* Data listing *
⁂

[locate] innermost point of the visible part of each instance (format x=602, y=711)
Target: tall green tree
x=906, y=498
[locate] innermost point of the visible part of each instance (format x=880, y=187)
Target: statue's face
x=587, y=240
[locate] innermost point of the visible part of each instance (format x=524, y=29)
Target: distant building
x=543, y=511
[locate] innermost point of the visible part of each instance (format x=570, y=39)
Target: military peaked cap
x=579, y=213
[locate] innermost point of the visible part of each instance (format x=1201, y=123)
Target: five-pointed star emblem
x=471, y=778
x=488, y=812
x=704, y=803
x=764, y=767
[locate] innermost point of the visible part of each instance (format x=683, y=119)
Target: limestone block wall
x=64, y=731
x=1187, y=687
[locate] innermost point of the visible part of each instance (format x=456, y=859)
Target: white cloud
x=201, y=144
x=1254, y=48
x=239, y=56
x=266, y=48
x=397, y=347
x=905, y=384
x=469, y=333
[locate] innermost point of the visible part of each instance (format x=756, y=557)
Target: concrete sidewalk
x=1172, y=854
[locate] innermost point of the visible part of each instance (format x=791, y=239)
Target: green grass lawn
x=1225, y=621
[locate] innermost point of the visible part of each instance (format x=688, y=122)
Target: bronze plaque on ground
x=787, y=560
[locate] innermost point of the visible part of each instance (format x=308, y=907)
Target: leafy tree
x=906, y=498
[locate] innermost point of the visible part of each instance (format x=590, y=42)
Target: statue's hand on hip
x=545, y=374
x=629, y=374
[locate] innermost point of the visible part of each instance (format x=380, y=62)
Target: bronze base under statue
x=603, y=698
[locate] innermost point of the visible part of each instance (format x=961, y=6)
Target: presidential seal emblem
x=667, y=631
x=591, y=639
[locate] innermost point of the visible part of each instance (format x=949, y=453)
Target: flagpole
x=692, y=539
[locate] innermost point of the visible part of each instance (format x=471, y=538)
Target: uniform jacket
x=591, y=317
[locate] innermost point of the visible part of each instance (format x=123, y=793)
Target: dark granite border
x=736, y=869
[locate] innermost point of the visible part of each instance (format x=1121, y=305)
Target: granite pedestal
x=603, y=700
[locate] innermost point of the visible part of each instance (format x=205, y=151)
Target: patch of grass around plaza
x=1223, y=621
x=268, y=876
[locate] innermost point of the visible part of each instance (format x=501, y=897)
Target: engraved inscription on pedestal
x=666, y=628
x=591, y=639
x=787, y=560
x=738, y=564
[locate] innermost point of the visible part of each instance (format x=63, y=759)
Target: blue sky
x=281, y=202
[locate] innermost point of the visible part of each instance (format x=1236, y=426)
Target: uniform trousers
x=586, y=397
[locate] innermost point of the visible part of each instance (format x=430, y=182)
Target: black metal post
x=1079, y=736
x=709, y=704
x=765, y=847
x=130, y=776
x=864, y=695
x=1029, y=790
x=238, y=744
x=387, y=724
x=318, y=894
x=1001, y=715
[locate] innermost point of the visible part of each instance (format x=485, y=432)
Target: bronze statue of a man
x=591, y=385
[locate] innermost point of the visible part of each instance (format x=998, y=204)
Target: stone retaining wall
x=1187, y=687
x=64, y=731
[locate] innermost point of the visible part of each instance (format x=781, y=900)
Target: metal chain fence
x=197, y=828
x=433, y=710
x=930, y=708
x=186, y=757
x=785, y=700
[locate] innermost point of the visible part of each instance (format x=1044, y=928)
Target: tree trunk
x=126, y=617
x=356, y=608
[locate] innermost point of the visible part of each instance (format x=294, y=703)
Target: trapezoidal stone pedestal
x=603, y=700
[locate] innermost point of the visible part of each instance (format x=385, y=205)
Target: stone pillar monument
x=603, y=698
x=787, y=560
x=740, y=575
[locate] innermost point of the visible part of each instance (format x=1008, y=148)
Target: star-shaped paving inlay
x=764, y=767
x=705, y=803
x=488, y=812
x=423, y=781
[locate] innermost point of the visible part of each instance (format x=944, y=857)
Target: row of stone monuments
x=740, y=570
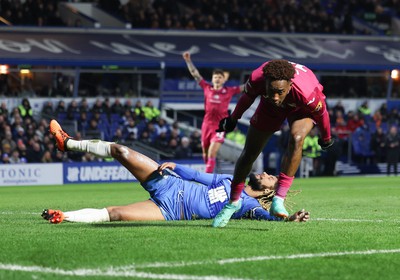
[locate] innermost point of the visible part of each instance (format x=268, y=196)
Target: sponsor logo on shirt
x=318, y=107
x=217, y=195
x=311, y=101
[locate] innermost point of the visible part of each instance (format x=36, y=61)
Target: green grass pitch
x=354, y=233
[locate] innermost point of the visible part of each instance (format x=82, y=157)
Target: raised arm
x=192, y=69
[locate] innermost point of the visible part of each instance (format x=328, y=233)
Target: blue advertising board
x=96, y=172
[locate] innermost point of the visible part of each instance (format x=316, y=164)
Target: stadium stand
x=129, y=124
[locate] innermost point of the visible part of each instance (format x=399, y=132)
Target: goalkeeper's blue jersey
x=187, y=194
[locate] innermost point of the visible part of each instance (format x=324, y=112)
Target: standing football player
x=288, y=91
x=216, y=102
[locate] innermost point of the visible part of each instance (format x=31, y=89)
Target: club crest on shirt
x=318, y=107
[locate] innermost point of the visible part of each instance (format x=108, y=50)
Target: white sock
x=96, y=147
x=87, y=215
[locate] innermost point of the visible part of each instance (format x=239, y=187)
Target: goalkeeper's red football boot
x=60, y=135
x=53, y=216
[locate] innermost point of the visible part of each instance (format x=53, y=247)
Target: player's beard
x=254, y=183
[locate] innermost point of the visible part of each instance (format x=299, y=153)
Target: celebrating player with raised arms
x=216, y=102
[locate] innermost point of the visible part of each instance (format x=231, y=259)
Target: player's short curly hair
x=218, y=72
x=279, y=69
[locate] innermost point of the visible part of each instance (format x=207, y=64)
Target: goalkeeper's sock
x=284, y=183
x=236, y=191
x=205, y=158
x=98, y=148
x=210, y=165
x=87, y=215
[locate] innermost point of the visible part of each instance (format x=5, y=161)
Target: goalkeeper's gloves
x=227, y=124
x=325, y=144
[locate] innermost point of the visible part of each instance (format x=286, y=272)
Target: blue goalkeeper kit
x=187, y=194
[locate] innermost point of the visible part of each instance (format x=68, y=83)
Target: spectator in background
x=130, y=131
x=151, y=112
x=4, y=110
x=47, y=110
x=97, y=107
x=34, y=152
x=392, y=149
x=339, y=108
x=138, y=109
x=117, y=107
x=118, y=136
x=354, y=121
x=364, y=110
x=15, y=158
x=20, y=135
x=60, y=109
x=195, y=142
x=128, y=106
x=378, y=139
x=162, y=126
x=161, y=142
x=106, y=107
x=83, y=121
x=145, y=137
x=72, y=110
x=47, y=157
x=175, y=129
x=8, y=140
x=312, y=149
x=172, y=146
x=393, y=117
x=183, y=150
x=384, y=112
x=25, y=109
x=84, y=106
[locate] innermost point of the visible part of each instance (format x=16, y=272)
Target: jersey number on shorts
x=217, y=195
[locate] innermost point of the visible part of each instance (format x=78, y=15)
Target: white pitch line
x=19, y=213
x=111, y=272
x=267, y=258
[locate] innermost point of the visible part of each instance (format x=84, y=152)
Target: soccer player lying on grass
x=176, y=192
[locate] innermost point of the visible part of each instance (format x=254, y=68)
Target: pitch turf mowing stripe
x=130, y=271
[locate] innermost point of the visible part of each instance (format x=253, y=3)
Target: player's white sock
x=87, y=215
x=96, y=147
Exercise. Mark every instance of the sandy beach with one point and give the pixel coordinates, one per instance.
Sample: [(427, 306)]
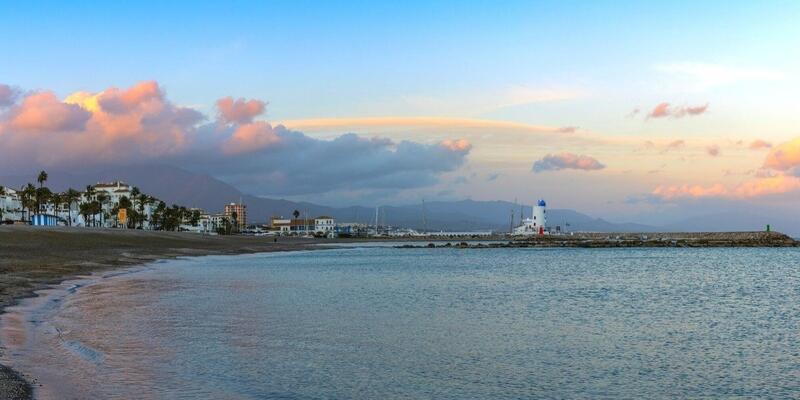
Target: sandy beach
[(33, 257)]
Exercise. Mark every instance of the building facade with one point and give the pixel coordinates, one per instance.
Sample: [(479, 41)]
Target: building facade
[(241, 214), (537, 223)]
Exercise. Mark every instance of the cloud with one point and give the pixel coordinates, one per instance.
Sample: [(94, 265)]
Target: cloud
[(239, 111), (664, 109), (689, 191), (759, 144), (555, 162), (665, 147), (770, 185), (296, 164), (372, 123), (111, 126), (43, 112), (459, 145), (784, 156), (7, 95), (250, 137), (139, 124)]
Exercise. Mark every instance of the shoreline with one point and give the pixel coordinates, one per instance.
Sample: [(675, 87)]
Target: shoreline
[(617, 240), (35, 258)]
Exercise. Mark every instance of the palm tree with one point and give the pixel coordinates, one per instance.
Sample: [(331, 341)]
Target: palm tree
[(71, 196), (89, 198), (135, 192), (43, 197), (42, 178), (95, 208), (125, 203), (85, 209), (102, 198), (2, 208), (28, 197), (56, 199)]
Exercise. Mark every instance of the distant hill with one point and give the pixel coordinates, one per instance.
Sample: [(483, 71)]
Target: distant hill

⁂

* Work task *
Report only the number of lines that hold the string "hill" in this listing.

* Task output *
2